Available data –
:::

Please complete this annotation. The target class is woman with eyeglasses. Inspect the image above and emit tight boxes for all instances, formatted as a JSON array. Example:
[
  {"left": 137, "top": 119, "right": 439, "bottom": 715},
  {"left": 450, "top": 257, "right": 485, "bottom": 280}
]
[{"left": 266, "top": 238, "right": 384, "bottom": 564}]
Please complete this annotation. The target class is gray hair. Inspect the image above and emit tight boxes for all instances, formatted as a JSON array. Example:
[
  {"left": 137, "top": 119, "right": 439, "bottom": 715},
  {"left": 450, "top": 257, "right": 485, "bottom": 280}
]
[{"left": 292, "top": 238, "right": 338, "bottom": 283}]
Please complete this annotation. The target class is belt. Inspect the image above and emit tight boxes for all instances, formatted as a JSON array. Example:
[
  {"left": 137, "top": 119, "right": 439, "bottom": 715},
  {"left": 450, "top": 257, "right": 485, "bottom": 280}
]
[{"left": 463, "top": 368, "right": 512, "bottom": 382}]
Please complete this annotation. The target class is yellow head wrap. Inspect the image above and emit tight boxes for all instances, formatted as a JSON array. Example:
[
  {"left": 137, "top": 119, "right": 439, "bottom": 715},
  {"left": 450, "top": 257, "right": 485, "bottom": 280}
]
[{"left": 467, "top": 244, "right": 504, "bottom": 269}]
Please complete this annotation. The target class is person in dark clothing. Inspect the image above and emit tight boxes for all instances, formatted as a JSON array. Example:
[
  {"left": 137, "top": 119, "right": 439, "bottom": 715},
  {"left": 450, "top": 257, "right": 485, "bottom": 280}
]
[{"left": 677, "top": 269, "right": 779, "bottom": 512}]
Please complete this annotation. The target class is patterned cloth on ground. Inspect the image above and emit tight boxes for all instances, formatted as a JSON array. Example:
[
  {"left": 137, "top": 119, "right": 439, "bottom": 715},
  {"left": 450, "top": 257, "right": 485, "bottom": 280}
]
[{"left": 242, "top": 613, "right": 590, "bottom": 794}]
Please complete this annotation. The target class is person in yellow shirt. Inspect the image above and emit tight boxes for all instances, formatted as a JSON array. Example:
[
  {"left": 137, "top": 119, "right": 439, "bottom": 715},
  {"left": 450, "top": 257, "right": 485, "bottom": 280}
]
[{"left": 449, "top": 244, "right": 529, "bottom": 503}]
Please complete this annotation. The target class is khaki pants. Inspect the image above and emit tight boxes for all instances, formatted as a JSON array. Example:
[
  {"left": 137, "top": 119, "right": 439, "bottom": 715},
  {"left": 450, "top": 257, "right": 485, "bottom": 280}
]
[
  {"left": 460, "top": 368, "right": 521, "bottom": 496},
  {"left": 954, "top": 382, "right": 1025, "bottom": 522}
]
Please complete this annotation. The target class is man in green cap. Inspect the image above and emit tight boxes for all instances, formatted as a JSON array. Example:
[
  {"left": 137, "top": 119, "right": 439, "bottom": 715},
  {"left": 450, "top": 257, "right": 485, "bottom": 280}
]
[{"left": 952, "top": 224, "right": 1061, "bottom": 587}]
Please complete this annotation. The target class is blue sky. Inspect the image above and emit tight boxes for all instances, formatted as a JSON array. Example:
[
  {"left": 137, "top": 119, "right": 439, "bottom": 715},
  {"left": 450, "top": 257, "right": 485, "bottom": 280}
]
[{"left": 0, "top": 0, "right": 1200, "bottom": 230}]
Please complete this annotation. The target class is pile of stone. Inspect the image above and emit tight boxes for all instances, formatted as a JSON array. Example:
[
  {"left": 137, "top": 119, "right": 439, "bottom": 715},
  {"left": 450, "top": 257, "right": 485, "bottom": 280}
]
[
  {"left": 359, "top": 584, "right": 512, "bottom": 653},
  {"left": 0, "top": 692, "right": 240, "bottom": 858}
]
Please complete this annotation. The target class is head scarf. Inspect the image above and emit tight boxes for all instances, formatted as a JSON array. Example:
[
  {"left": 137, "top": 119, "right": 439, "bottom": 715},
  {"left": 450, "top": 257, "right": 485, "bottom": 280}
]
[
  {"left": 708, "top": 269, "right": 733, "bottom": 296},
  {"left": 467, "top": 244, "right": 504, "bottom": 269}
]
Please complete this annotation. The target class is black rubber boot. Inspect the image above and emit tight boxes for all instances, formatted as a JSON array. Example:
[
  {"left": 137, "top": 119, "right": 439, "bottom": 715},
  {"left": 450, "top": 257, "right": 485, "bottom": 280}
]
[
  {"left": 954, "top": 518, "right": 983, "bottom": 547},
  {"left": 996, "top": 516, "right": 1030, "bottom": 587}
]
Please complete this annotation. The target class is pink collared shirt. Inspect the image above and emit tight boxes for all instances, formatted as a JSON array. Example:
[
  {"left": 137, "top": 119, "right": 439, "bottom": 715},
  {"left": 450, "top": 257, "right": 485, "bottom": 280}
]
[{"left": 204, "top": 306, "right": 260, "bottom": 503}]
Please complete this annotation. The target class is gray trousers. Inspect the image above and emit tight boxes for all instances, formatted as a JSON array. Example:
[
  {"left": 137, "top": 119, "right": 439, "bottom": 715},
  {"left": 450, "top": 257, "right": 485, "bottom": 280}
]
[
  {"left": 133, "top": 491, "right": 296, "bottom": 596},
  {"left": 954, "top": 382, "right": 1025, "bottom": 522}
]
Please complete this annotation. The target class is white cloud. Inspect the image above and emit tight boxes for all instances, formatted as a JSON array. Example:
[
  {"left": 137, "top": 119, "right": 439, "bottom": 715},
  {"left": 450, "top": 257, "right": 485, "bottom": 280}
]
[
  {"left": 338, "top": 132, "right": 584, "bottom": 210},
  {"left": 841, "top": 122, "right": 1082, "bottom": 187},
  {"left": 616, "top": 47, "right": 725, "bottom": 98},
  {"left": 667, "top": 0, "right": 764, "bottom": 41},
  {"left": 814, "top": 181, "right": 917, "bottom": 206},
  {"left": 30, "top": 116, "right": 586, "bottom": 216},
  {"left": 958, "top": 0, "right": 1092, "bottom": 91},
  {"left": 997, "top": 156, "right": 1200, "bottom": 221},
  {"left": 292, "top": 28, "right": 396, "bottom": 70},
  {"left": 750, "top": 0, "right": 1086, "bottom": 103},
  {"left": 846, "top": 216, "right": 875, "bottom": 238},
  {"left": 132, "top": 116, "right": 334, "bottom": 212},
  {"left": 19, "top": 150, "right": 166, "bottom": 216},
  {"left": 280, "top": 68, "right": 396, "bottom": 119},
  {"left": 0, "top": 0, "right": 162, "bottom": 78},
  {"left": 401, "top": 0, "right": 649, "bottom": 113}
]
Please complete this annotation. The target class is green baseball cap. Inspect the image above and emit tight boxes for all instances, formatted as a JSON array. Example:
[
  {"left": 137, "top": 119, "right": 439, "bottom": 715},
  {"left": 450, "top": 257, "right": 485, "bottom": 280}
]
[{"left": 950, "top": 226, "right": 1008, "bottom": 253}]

:::

What you should do –
Render all of the material above as a JSON list of strings, with one string per line and any blank lines left out.

Finished exercise –
[
  "Please complete this annotation. The target class is woman with eyeglasses. Inspect the image above and emit tight boxes for all instances, formatted as a JSON array. Example:",
  "[",
  "  {\"left\": 137, \"top\": 119, \"right\": 439, \"bottom\": 715},",
  "  {\"left\": 450, \"top\": 257, \"right\": 485, \"bottom\": 280}",
  "]",
  "[{\"left\": 266, \"top\": 238, \"right\": 384, \"bottom\": 564}]",
  "Please complete this annotation. The target class is gray hair. Inspect the image above and emit tight boxes for all instances, formatted as a JSON array. Example:",
  "[",
  "  {\"left\": 137, \"top\": 119, \"right\": 439, \"bottom\": 715},",
  "  {\"left\": 450, \"top\": 257, \"right\": 485, \"bottom\": 280}",
  "]",
  "[{\"left\": 292, \"top\": 238, \"right\": 338, \"bottom\": 283}]",
  "Please complete this annotation. The target class is belt. Inspect the image above and emit tight boxes for all instances, formatted as a JSON array. Example:",
  "[",
  "  {\"left\": 137, \"top\": 119, \"right\": 439, \"bottom\": 715},",
  "  {\"left\": 450, \"top\": 257, \"right\": 485, \"bottom\": 280}",
  "]",
  "[{\"left\": 463, \"top\": 368, \"right\": 512, \"bottom\": 382}]",
  "Please complete this annotation. The target class is yellow head wrap. Inspect the image above and emit tight boxes for all instances, formatted as a JSON array. Example:",
  "[",
  "  {\"left\": 137, \"top\": 119, \"right\": 439, \"bottom\": 715},",
  "  {\"left\": 450, \"top\": 257, \"right\": 485, \"bottom\": 280}",
  "]",
  "[{\"left\": 467, \"top\": 244, \"right\": 504, \"bottom\": 269}]",
  "Please complete this annotation. The target class is person in dark clothing. Inspect the image above and emit tight boxes for all instances, formatted as a JSON array. Example:",
  "[",
  "  {\"left\": 137, \"top\": 119, \"right\": 439, \"bottom\": 715},",
  "  {\"left\": 450, \"top\": 257, \"right\": 485, \"bottom\": 280}",
  "]",
  "[{\"left\": 677, \"top\": 269, \"right\": 779, \"bottom\": 512}]",
  "Please complete this annotation. The target class is patterned cloth on ground. Inspect the image above and emit tight boxes for all instances, formatted as a JSON array. Example:",
  "[",
  "  {\"left\": 137, \"top\": 119, \"right\": 439, \"bottom\": 715},",
  "  {\"left\": 450, \"top\": 257, \"right\": 485, \"bottom\": 280}",
  "]",
  "[{\"left\": 242, \"top\": 613, \"right\": 590, \"bottom\": 794}]",
  "Please complete this annotation. The target class is person in yellow shirt. Inspect the image above and emit tight boxes for all instances, formatted as a JSON array. Example:",
  "[",
  "  {\"left\": 137, \"top\": 119, \"right\": 439, \"bottom\": 715},",
  "  {\"left\": 450, \"top\": 257, \"right\": 485, \"bottom\": 280}",
  "]",
  "[{\"left\": 449, \"top\": 244, \"right\": 529, \"bottom\": 503}]",
  "Please complete this annotation. The target class is khaki pants. Inspect the image above and emit tight boxes for all instances, formatted as a JSON array. Example:",
  "[",
  "  {\"left\": 137, \"top\": 119, \"right\": 439, \"bottom\": 715},",
  "  {\"left\": 450, \"top\": 257, \"right\": 485, \"bottom\": 280}",
  "]",
  "[",
  "  {\"left\": 460, \"top\": 368, \"right\": 521, \"bottom\": 496},",
  "  {\"left\": 954, \"top\": 382, \"right\": 1025, \"bottom\": 522}",
  "]",
  "Please complete this annotation. The target class is man in green cap. Inspect the image above and emit tight boxes for all instances, formatted as a JSON array. Example:",
  "[",
  "  {\"left\": 137, \"top\": 119, \"right\": 439, \"bottom\": 715},",
  "  {\"left\": 450, \"top\": 257, \"right\": 485, \"bottom\": 280}",
  "]",
  "[{\"left\": 952, \"top\": 224, \"right\": 1061, \"bottom\": 587}]",
  "Please complete this annotation. The target class is blue sky. Inspect the image above and emit tight boxes for all instances, formatted as a JSON array. Example:",
  "[",
  "  {\"left\": 137, \"top\": 119, \"right\": 439, \"bottom\": 715},",
  "  {\"left\": 450, \"top\": 257, \"right\": 485, \"bottom\": 280}",
  "]",
  "[{\"left\": 0, \"top\": 0, \"right\": 1200, \"bottom\": 230}]",
  "Please complete this annotation. The target class is pile of stone. Inspect the image above and emit tight boxes for all instances, formatted as a JSON array. Example:",
  "[",
  "  {\"left\": 137, \"top\": 119, \"right\": 439, \"bottom\": 715},",
  "  {\"left\": 450, \"top\": 257, \"right\": 485, \"bottom\": 280}",
  "]",
  "[",
  "  {\"left\": 359, \"top\": 584, \"right\": 512, \"bottom\": 653},",
  "  {\"left\": 0, \"top\": 692, \"right\": 240, \"bottom\": 858}",
  "]",
  "Please complete this annotation. The target class is head scarf. Inspect the image above and emit tight boxes for all instances, formatted as a JSON array. Example:",
  "[",
  "  {\"left\": 137, \"top\": 119, \"right\": 439, \"bottom\": 715},",
  "  {\"left\": 450, \"top\": 257, \"right\": 485, \"bottom\": 280}",
  "]",
  "[",
  "  {\"left\": 708, \"top\": 269, \"right\": 733, \"bottom\": 296},",
  "  {\"left\": 467, \"top\": 244, \"right\": 504, \"bottom\": 269}",
  "]",
  "Please complete this annotation. The target class is black rubber boot. Inspect the image above and emit tight boxes for all instances, formatted as a JSON array. Example:",
  "[",
  "  {\"left\": 137, \"top\": 119, \"right\": 439, \"bottom\": 715},",
  "  {\"left\": 450, \"top\": 257, \"right\": 485, \"bottom\": 280}",
  "]",
  "[",
  "  {\"left\": 954, \"top\": 518, \"right\": 983, \"bottom\": 547},",
  "  {\"left\": 996, \"top\": 516, \"right\": 1030, \"bottom\": 587}",
  "]",
  "Please complete this annotation. The target class is pink collared shirt. Inspect the image above and emit tight boxes for all instances, formatted as a JSON array. Example:",
  "[",
  "  {\"left\": 137, \"top\": 119, \"right\": 439, \"bottom\": 715},",
  "  {\"left\": 450, \"top\": 257, \"right\": 485, \"bottom\": 280}",
  "]",
  "[{\"left\": 204, \"top\": 306, \"right\": 260, \"bottom\": 503}]",
  "Please complete this annotation. The target class is gray trousers. Inspect the image above and emit tight boxes for all instances, formatted as a JSON array. Example:",
  "[",
  "  {\"left\": 137, \"top\": 119, \"right\": 439, \"bottom\": 715},",
  "  {\"left\": 450, \"top\": 257, \"right\": 485, \"bottom\": 280}",
  "]",
  "[",
  "  {\"left\": 133, \"top\": 491, \"right\": 296, \"bottom\": 596},",
  "  {\"left\": 954, \"top\": 382, \"right\": 1025, \"bottom\": 522}",
  "]",
  "Please complete this annotation. The target class is white cloud. Inspect the image above and emit tight boxes for all instances, formatted as a JSON array. Example:",
  "[",
  "  {\"left\": 137, \"top\": 119, \"right\": 439, \"bottom\": 715},",
  "  {\"left\": 450, \"top\": 257, \"right\": 485, \"bottom\": 280}",
  "]",
  "[",
  "  {\"left\": 338, \"top\": 132, \"right\": 584, \"bottom\": 210},",
  "  {\"left\": 841, \"top\": 122, \"right\": 1082, \"bottom\": 187},",
  "  {\"left\": 616, \"top\": 47, \"right\": 725, \"bottom\": 98},",
  "  {\"left\": 667, \"top\": 0, \"right\": 764, \"bottom\": 41},",
  "  {\"left\": 814, \"top\": 181, \"right\": 917, \"bottom\": 206},",
  "  {\"left\": 30, \"top\": 116, \"right\": 586, \"bottom\": 216},",
  "  {\"left\": 958, \"top\": 0, \"right\": 1092, \"bottom\": 91},",
  "  {\"left\": 997, \"top\": 156, \"right\": 1200, \"bottom\": 221},",
  "  {\"left\": 292, \"top\": 28, \"right\": 396, \"bottom\": 70},",
  "  {\"left\": 750, \"top\": 0, \"right\": 1086, \"bottom\": 103},",
  "  {\"left\": 846, \"top\": 216, \"right\": 875, \"bottom\": 238},",
  "  {\"left\": 132, \"top\": 116, \"right\": 334, \"bottom\": 212},",
  "  {\"left\": 19, \"top\": 150, \"right\": 166, \"bottom\": 216},",
  "  {\"left\": 280, \"top\": 68, \"right\": 396, \"bottom\": 119},",
  "  {\"left\": 0, \"top\": 0, \"right\": 162, \"bottom\": 78},",
  "  {\"left\": 401, \"top\": 0, \"right\": 649, \"bottom\": 113}",
  "]",
  "Please complete this annotation. The target class is green baseball cap. Inspect the image above and emit tight boxes for all instances, formatted as a JSON array. Example:",
  "[",
  "  {\"left\": 137, \"top\": 119, \"right\": 439, \"bottom\": 715},",
  "  {\"left\": 450, \"top\": 257, \"right\": 485, \"bottom\": 280}",
  "]",
  "[{\"left\": 950, \"top\": 226, \"right\": 1008, \"bottom\": 253}]"
]